Retype the passage below about young Egyptian film-makers, from "Typical of this" up to and including "harassment of women.", with no changes.

• **Passage shown**
———

Young Egyptian film-makers are emerging to portray their lives on the big screen. As Cannes prepares to pay tribute to Egypt as its first guest country, Screen asks if there is a market and finance for this new Arab generation

When Hosni Mubarak bowed to mass protests and stepped down as Egypt’s president on February 11, the world witnessed a watershed moment which ended three decades of economic stagnation, rampant corruption, state-controlled propaganda and movie censorship. But as sudden as this reversal appeared to the outside, the truth is revolt was in the air well before the crowds thronged to Tahrir Square — as evidenced by a fearless brigade of young Egyptian film-makers who had been rattling cages ever since The Yacoubian Building made its debut in 2006.

Typical of this new breed is Mohamed Diab, whose Cairo 678 was showcased at the prestigious New Directors/New Films series in Manhattan having made its world premiere at the Dubai International Film Festival last December and then playing in Rotterdam in February. Like The Yacoubian Building, whose kaleidoscopic view of urban Egyptian life included a gay relationship between a newspaper editor and a police officer, Diab’s film offers an unflinching take on another of Egypt’s taboo subjects: the sexual harassment of women.

———

• **Available data**

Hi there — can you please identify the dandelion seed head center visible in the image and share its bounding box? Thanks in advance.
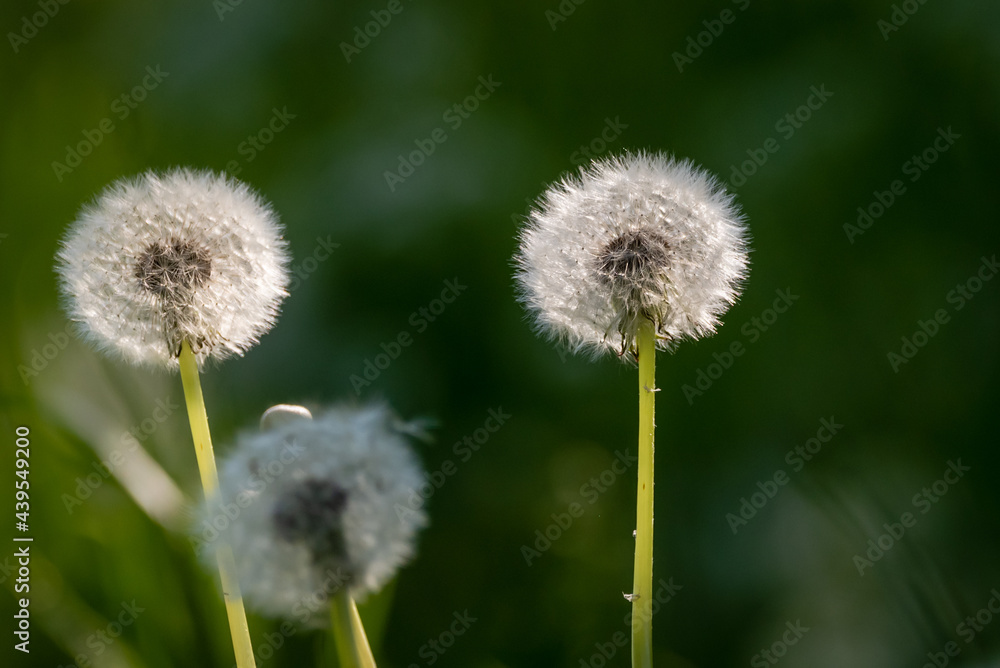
[271,478,348,561]
[135,239,212,297]
[597,229,670,288]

———

• **Expected answer**
Typical of this new breed is Mohamed Diab, whose Cairo 678 was showcased at the prestigious New Directors/New Films series in Manhattan having made its world premiere at the Dubai International Film Festival last December and then playing in Rotterdam in February. Like The Yacoubian Building, whose kaleidoscopic view of urban Egyptian life included a gay relationship between a newspaper editor and a police officer, Diab’s film offers an unflinching take on another of Egypt’s taboo subjects: the sexual harassment of women.